Start Dataset excerpts

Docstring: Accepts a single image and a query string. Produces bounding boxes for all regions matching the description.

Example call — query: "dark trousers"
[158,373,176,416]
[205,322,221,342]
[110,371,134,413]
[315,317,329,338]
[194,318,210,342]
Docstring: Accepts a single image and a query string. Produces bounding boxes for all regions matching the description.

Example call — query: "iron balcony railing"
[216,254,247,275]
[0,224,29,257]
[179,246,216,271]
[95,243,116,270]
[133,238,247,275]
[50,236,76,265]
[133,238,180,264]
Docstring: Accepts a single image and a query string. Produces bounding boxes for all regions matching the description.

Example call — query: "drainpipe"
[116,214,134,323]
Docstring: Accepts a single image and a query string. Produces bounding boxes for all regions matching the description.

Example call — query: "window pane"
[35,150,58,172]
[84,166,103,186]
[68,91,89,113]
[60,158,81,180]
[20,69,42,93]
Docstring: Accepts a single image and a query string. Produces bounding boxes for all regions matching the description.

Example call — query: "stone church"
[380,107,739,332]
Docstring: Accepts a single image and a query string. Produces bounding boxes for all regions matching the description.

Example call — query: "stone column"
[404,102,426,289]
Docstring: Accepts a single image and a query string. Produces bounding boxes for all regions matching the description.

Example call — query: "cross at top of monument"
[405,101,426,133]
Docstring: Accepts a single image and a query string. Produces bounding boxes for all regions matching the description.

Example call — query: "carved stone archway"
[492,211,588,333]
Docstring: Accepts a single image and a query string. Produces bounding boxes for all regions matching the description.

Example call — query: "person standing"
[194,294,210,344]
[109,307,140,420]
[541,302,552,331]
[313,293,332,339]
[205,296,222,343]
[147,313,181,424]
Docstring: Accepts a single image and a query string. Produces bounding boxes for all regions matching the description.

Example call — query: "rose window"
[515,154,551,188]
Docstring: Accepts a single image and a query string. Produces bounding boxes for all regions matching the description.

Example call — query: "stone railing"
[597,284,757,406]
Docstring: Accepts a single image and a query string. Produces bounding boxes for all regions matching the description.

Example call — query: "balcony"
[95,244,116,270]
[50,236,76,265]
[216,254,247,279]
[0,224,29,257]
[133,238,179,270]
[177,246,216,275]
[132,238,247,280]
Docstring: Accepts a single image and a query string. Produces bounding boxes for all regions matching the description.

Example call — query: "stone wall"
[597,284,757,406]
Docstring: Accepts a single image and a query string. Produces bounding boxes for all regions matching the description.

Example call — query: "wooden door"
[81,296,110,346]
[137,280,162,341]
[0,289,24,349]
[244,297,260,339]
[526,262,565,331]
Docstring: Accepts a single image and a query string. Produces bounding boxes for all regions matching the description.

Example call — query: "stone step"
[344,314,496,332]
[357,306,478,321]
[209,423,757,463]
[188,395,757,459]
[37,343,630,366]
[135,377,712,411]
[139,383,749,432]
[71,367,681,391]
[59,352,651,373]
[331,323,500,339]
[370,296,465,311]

End Dataset excerpts
Start Dataset excerpts

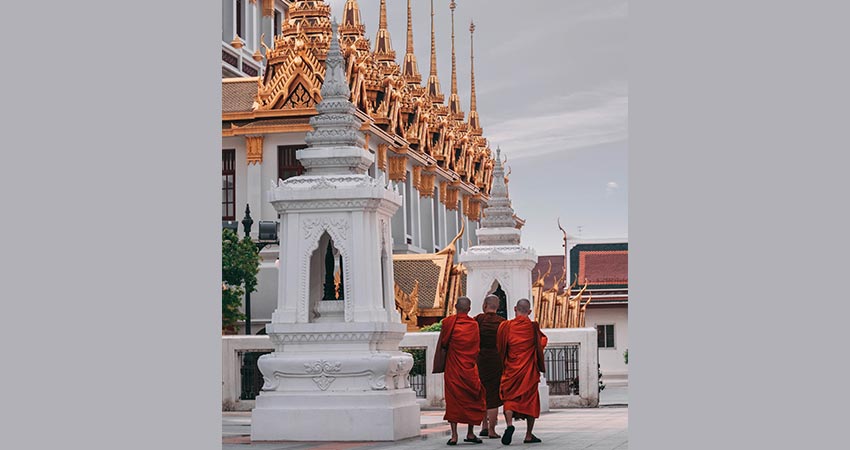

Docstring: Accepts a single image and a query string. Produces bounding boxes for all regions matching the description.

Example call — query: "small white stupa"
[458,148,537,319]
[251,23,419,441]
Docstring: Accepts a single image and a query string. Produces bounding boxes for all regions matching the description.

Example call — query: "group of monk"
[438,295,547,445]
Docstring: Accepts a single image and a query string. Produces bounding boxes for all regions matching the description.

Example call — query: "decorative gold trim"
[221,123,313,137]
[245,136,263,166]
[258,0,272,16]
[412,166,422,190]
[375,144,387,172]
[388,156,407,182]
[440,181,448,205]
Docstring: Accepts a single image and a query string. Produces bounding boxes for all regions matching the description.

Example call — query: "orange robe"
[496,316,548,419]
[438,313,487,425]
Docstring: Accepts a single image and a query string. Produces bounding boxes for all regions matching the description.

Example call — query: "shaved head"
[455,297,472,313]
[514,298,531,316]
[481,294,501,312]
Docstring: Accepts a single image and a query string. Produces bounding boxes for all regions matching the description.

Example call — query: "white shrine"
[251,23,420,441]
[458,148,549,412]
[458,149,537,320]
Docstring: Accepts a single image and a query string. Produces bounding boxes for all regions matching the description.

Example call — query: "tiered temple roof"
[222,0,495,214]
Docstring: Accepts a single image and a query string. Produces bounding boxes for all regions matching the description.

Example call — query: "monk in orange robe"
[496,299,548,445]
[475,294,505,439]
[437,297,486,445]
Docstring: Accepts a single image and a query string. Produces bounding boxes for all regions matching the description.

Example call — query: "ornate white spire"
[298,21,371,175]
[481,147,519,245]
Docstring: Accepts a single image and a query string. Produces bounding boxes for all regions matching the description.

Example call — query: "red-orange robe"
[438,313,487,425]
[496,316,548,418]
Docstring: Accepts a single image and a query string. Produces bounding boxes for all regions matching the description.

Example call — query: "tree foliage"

End Dataset excerpts

*Your goal*
Extract every line of the material above that contains the string "window", and copy each one without changes.

*Problem solution*
Example call — query: "window pane"
Example call — query: "rose window"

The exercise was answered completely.